[WORK ORDER]: The line with "Target: cow left eye" marks where to begin; print it and all lines after it in the material below exactly, skipping pictures.

━━━━━ EXCERPTED DATA ━━━━━

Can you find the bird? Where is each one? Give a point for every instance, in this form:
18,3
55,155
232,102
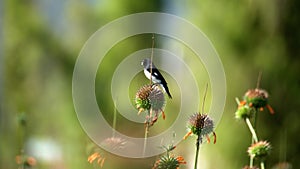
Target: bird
157,77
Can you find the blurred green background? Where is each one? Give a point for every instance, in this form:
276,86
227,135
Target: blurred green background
40,41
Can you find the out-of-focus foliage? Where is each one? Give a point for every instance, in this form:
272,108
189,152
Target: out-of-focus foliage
42,39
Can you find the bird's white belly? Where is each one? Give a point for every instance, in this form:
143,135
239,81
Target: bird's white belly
148,75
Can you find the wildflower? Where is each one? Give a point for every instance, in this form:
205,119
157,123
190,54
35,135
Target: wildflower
169,162
151,98
26,160
258,98
96,156
282,165
259,150
248,167
200,125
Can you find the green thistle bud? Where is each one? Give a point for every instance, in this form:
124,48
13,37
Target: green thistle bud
244,111
200,124
149,97
259,150
168,162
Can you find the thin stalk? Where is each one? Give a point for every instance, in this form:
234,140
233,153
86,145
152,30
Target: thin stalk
145,138
262,165
258,79
114,120
197,152
254,138
146,132
204,97
151,58
237,101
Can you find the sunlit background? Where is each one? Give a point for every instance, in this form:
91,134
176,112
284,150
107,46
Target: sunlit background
41,39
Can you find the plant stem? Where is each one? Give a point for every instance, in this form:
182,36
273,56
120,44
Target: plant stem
262,165
254,137
114,120
145,138
197,152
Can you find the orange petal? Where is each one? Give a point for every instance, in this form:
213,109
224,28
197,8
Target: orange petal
242,103
101,165
187,135
163,114
207,138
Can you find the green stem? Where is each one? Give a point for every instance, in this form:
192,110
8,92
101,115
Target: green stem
146,131
251,161
237,101
254,137
197,152
252,130
115,120
145,138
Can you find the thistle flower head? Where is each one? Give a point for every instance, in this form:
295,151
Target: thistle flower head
113,143
259,150
169,162
200,125
248,167
149,97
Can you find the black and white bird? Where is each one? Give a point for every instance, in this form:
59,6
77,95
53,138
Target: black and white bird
157,77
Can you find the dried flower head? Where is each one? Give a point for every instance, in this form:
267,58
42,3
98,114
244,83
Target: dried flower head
259,150
169,162
258,98
113,143
98,158
200,125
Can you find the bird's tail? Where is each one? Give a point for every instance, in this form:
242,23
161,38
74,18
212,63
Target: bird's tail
166,90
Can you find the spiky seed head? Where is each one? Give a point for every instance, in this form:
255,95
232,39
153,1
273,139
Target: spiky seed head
259,150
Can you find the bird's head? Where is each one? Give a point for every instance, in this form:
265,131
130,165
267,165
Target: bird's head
146,63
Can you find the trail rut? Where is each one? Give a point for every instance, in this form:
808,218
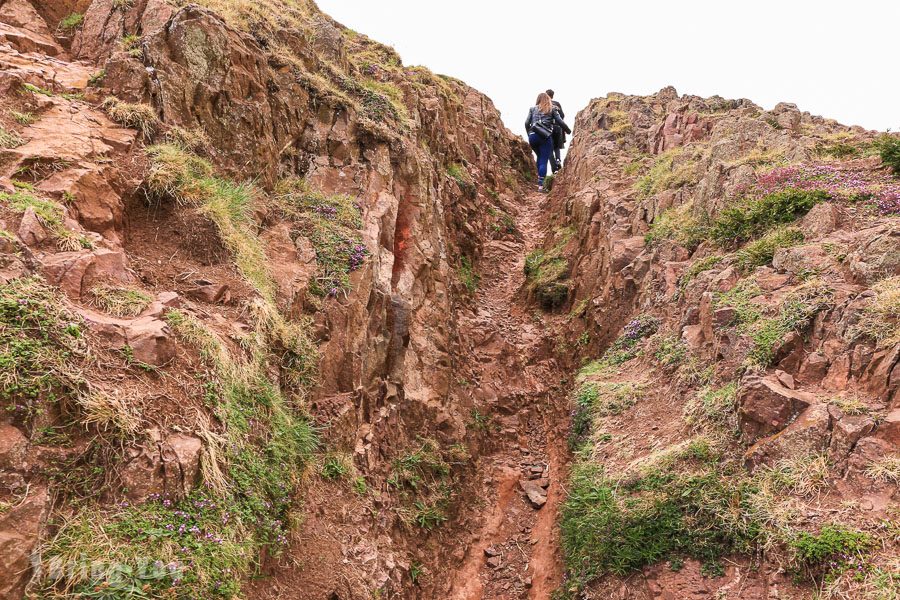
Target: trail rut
515,553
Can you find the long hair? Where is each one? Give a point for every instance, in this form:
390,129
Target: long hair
543,102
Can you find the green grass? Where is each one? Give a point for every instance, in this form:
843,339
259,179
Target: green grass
423,478
680,225
120,302
217,534
463,179
626,346
23,118
665,174
134,115
795,313
880,318
831,550
41,345
331,224
741,298
752,218
335,467
713,408
28,87
50,214
71,22
9,139
670,351
547,273
467,275
596,399
189,179
760,252
620,525
697,267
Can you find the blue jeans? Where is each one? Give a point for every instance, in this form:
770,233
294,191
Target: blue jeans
544,149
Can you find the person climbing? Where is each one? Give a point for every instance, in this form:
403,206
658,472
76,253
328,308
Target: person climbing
559,136
542,118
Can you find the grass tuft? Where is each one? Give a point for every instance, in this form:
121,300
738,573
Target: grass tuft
880,318
120,302
760,252
136,116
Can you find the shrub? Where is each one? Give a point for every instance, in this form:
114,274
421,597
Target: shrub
752,218
829,550
22,118
50,214
713,408
120,302
679,225
761,252
331,224
9,139
621,525
795,313
697,267
888,147
880,318
547,273
137,116
335,467
665,174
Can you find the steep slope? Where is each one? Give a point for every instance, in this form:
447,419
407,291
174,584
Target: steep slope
734,273
222,326
278,321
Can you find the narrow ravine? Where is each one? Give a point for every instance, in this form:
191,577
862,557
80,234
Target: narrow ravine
515,554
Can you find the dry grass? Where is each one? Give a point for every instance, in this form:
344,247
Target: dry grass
885,469
880,318
109,411
120,302
9,139
137,116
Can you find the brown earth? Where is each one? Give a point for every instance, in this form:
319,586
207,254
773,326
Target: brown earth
439,349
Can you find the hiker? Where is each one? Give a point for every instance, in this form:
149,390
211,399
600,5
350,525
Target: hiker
559,136
540,123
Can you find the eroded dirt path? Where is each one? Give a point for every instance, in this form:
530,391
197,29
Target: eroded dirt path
515,553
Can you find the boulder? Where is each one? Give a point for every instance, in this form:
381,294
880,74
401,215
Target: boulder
94,202
74,272
846,432
808,435
166,467
824,218
150,338
877,256
13,448
814,368
20,531
536,495
209,292
766,406
151,341
31,231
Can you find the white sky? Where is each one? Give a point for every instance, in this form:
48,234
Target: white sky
833,58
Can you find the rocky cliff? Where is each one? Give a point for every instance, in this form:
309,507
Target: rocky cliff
279,319
734,273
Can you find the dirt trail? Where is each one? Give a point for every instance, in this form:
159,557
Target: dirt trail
515,554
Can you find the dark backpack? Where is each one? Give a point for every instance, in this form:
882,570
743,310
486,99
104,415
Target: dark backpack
541,124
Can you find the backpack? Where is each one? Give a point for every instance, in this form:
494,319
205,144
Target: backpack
541,124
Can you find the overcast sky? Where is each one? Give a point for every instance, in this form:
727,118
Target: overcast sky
837,59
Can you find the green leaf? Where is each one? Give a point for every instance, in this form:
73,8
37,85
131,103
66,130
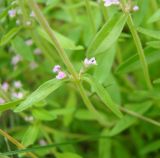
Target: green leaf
7,37
151,147
65,42
126,121
133,62
108,35
83,114
21,48
154,44
43,114
157,81
150,33
67,155
104,96
155,17
10,105
30,135
105,62
105,146
41,93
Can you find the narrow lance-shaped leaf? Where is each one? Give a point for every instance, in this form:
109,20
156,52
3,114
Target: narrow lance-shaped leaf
155,17
65,42
127,121
108,35
30,135
133,62
7,37
104,96
22,49
150,33
41,93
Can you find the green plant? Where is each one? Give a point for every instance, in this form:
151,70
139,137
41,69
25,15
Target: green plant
79,78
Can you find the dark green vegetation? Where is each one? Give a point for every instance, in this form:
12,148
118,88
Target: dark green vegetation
104,101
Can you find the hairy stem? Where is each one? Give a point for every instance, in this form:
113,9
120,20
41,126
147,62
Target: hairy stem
140,50
88,7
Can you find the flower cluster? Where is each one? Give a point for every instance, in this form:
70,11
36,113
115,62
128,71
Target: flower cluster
108,3
16,12
13,91
128,7
90,62
60,74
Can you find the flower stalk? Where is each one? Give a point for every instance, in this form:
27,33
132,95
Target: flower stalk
43,22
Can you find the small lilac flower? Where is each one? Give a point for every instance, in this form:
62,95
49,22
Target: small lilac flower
17,22
135,8
17,95
17,84
16,59
2,101
61,75
37,51
29,118
19,11
108,3
29,42
89,62
12,13
28,23
42,142
33,65
5,86
32,14
57,68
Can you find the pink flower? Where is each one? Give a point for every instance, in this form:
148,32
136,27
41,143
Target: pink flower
2,101
32,14
29,42
89,62
37,51
5,86
108,3
16,59
17,95
135,8
61,75
17,84
56,68
12,13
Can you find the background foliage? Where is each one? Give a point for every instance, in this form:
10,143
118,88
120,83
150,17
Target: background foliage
109,111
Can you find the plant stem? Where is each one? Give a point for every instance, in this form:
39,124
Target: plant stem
138,44
140,50
71,11
146,119
43,22
104,10
15,142
88,7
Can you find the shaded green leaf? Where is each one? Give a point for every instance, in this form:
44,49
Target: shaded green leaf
67,155
104,96
65,42
30,135
21,48
108,35
155,17
133,62
7,37
41,93
43,114
126,121
150,33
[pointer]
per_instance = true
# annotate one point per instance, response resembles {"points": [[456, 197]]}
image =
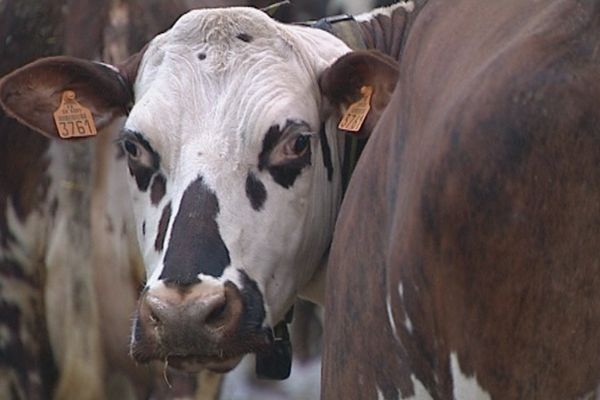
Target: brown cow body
{"points": [[466, 252]]}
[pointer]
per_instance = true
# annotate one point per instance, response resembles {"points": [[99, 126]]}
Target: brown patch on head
{"points": [[163, 224], [341, 83], [23, 172], [130, 67], [158, 188]]}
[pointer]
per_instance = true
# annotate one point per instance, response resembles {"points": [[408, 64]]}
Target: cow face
{"points": [[233, 167]]}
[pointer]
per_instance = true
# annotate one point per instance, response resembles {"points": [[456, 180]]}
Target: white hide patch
{"points": [[407, 322], [205, 100], [465, 387]]}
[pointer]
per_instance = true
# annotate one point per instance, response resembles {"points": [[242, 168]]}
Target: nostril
{"points": [[217, 314], [154, 320]]}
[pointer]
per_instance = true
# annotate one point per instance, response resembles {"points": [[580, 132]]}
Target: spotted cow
{"points": [[235, 165], [465, 261]]}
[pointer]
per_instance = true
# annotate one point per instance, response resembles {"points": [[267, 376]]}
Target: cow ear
{"points": [[359, 77], [33, 93]]}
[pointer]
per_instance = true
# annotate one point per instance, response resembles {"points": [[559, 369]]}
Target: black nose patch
{"points": [[195, 246]]}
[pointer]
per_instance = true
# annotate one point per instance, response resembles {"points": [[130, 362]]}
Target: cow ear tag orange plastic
{"points": [[356, 114], [72, 119]]}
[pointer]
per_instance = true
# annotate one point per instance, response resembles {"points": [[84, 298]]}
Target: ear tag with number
{"points": [[356, 114], [72, 119]]}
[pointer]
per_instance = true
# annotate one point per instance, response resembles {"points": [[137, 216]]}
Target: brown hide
{"points": [[479, 192]]}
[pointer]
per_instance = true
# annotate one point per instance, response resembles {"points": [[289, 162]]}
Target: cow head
{"points": [[233, 165]]}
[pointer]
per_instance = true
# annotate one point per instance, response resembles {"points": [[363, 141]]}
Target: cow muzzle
{"points": [[198, 326]]}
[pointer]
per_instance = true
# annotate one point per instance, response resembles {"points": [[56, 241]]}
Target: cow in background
{"points": [[466, 257], [68, 264], [60, 337]]}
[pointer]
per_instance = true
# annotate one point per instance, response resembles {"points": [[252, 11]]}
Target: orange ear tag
{"points": [[356, 114], [72, 119]]}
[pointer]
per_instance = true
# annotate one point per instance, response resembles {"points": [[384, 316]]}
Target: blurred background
{"points": [[110, 31]]}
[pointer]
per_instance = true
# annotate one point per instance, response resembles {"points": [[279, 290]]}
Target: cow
{"points": [[235, 202], [465, 259], [235, 168]]}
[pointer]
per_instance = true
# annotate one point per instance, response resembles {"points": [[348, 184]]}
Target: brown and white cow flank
{"points": [[235, 170]]}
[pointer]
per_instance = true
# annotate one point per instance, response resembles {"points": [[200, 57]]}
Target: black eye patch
{"points": [[142, 171], [284, 174], [256, 192]]}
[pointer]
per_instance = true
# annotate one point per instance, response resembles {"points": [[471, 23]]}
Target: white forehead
{"points": [[200, 85]]}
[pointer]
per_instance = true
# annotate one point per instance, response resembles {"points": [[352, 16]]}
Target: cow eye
{"points": [[131, 148], [301, 144]]}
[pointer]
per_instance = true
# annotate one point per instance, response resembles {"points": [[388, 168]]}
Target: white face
{"points": [[226, 156]]}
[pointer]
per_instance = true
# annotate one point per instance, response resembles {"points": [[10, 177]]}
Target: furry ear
{"points": [[353, 76], [32, 93]]}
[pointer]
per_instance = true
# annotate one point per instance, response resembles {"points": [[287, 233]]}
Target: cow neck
{"points": [[387, 31]]}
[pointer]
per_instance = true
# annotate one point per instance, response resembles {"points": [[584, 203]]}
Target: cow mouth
{"points": [[195, 364]]}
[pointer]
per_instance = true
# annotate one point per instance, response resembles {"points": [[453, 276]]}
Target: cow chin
{"points": [[202, 354], [193, 364], [201, 327]]}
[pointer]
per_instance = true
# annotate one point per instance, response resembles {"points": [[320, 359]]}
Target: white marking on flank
{"points": [[408, 6], [407, 322], [465, 387]]}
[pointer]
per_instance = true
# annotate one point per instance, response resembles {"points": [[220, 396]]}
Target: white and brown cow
{"points": [[235, 168], [234, 165], [466, 255]]}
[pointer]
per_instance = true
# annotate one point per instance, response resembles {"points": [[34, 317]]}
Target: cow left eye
{"points": [[301, 144]]}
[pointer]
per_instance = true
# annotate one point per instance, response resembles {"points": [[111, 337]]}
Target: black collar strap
{"points": [[346, 28]]}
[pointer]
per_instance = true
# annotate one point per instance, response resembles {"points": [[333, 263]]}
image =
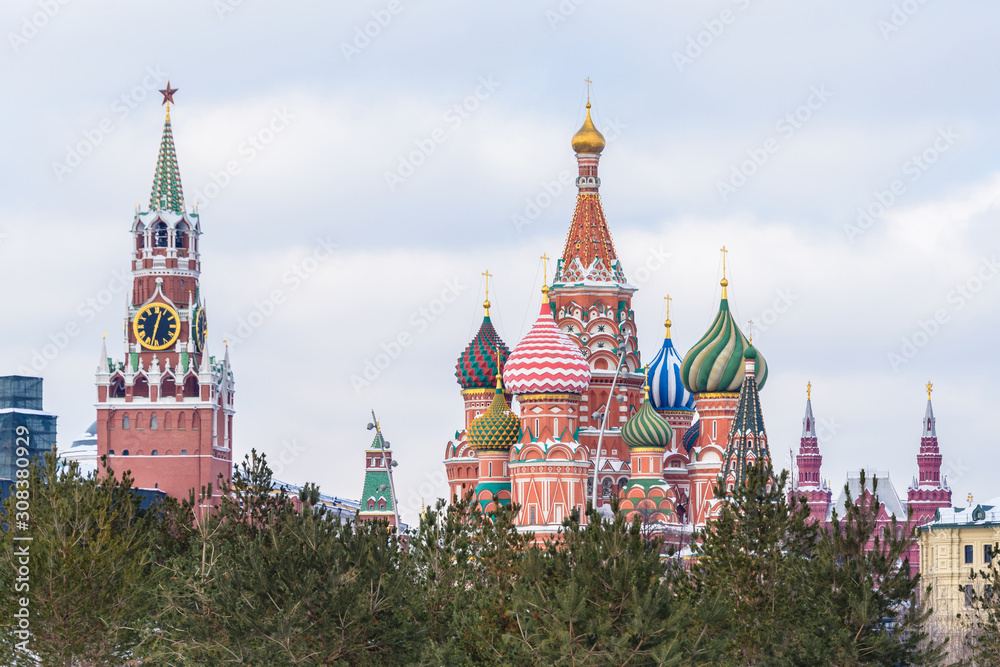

━━━━━

[ANSWER BOX]:
Target: cow left eye
{"points": [[301, 144]]}
[pointer]
per_instance = true
# annotate one point per instance, response resembles {"points": [[111, 337]]}
Target: black collar strap
{"points": [[346, 28]]}
[pointer]
per_instance = true
# annotate one point per instance, response resembles {"points": [[333, 263]]}
image =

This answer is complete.